### Исходный отрывок
....
Создавался эффект бытового, но чуда: героиня, потерявшая сына, становилась матерью чужого ребенка, а потом этот ребенок вдруг избавлялся от врожденной ВИЧ-инфекции. Таким же чудом, на сей раз с оживлением мертвой девушки, завершался фильм “Поговори с ней”. В “Дурном воспитании” мы наблюдаем обратную схему. Чудо происходит в первых кадрах (Энрике Годед встречает товарища детства и свою первую любовь – Игнасио Родригеса), чтобы оказаться тривиальным обманом, подменой к финалу. Отправная точка сюжета – не трагедия, а подарок судьбы; разрешение сюжета – не магия, но разоблачение оной. Кажется, что столь любимая публикой картина “Поговори с ней” – повторение успешно освоенной модели, а “Дурное воспитание” – равновеликая антитеза “Все о моей матери”. Там речь шла о феномене зачатия и деторождения, здесь – о бесплодных усилиях любви.
....
### Выдержка из данных
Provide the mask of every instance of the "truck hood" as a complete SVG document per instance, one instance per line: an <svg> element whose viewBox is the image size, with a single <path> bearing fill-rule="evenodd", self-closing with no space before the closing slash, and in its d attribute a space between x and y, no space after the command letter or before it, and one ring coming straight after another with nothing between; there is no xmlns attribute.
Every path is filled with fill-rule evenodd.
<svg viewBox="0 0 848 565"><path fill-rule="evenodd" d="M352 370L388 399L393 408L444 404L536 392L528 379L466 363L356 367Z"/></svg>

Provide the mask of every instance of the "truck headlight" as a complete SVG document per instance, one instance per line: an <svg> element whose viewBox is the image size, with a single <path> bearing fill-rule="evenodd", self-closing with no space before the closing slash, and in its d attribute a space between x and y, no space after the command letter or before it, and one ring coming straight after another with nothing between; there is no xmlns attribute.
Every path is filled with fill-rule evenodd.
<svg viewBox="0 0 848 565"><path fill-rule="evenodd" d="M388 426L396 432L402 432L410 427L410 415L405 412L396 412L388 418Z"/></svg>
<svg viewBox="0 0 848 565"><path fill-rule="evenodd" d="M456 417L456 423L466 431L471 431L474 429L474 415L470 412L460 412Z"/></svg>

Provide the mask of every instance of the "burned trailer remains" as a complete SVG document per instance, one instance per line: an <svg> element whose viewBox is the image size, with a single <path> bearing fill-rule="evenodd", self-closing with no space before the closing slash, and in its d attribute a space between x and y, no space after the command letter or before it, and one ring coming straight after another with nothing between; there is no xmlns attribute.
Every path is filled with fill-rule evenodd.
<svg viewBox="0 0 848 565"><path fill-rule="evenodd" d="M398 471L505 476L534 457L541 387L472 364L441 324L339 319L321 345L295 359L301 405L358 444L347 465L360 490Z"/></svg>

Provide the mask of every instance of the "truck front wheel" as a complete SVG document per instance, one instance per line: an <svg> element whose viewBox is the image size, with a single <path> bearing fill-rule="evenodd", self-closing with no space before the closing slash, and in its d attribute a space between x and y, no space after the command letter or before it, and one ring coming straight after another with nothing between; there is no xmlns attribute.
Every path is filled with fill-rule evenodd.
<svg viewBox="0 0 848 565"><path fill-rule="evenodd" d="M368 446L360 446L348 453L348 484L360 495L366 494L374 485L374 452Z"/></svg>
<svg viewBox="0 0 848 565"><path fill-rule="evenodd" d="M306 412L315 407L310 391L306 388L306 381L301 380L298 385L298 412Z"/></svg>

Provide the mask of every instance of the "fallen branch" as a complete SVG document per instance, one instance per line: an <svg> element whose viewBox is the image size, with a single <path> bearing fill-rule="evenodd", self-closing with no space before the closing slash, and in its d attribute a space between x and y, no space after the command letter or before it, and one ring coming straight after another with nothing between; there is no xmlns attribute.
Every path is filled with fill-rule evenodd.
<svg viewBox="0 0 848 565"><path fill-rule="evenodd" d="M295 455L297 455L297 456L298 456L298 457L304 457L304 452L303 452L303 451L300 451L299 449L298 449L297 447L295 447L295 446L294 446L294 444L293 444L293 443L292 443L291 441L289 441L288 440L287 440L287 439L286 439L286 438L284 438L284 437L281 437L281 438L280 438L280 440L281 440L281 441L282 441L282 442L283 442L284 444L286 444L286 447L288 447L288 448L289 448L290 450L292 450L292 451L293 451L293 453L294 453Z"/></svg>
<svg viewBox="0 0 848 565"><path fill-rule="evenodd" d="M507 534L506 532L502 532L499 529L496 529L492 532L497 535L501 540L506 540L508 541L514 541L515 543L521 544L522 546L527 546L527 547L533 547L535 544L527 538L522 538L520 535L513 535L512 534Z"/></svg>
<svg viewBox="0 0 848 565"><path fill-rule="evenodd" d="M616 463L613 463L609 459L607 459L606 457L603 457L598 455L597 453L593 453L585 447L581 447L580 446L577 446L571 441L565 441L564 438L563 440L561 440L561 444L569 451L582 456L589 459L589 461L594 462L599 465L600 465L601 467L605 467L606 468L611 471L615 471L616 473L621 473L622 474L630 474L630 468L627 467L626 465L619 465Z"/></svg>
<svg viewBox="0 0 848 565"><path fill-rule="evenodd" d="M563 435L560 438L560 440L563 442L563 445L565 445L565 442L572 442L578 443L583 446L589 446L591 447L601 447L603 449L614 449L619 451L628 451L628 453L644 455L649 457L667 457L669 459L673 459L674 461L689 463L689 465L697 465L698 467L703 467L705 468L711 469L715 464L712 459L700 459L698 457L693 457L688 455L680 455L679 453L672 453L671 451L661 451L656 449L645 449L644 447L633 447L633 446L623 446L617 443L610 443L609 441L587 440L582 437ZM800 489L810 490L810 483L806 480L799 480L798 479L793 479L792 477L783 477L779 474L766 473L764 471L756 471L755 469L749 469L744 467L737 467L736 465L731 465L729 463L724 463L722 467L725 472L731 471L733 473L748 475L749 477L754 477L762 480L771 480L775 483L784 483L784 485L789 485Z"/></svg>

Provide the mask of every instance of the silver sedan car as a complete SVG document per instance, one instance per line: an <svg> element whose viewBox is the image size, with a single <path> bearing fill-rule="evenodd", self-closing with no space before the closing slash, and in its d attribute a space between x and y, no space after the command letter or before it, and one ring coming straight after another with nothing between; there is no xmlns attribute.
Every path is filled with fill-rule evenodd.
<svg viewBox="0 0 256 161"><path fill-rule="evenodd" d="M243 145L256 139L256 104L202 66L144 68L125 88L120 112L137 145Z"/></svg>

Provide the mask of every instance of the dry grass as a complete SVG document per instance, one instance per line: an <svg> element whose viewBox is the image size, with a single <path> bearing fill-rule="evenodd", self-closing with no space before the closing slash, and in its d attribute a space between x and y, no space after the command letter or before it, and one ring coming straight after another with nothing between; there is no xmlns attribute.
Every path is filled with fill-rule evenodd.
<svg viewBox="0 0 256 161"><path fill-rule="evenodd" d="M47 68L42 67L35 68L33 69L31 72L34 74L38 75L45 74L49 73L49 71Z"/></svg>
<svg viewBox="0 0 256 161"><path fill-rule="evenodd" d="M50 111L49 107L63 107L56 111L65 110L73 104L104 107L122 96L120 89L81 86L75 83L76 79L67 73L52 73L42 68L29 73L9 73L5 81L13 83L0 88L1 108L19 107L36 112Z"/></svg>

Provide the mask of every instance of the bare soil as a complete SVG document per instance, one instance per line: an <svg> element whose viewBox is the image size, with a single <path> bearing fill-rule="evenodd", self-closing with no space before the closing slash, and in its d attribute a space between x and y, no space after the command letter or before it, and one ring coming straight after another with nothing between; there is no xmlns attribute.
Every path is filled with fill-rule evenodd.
....
### Задание 1
Перечислите все названия фильмов, упомянутые в отрывке о кино.
### Задание 2
Перепишите из отрывка о кино всё, начиная со слов «Создавался эффект бытового, но» и вплоть до слов «бесплодных усилиях любви.».
Приведённые объекты здесь никакой роли не играют.

### Полное решение 1
«Поговори с ней»
«Дурное воспитание»
«Все о моей матери»

### Полное решение 2
Создавался эффект бытового, но чуда: героиня, потерявшая сына, становилась матерью чужого ребенка, а потом этот ребенок вдруг избавлялся от врожденной ВИЧ-инфекции. Таким же чудом, на сей раз с оживлением мертвой девушки, завершался фильм “Поговори с ней”. В “Дурном воспитании” мы наблюдаем обратную схему. Чудо происходит в первых кадрах (Энрике Годед встречает товарища детства и свою первую любовь – Игнасио Родригеса), чтобы оказаться тривиальным обманом, подменой к финалу. Отправная точка сюжета – не трагедия, а подарок судьбы; разрешение сюжета – не магия, но разоблачение оной. Кажется, что столь любимая публикой картина “Поговори с ней” – повторение успешно освоенной модели, а “Дурное воспитание” – равновеликая антитеза “Все о моей матери”. Там речь шла о феномене зачатия и деторождения, здесь – о бесплодных усилиях любви.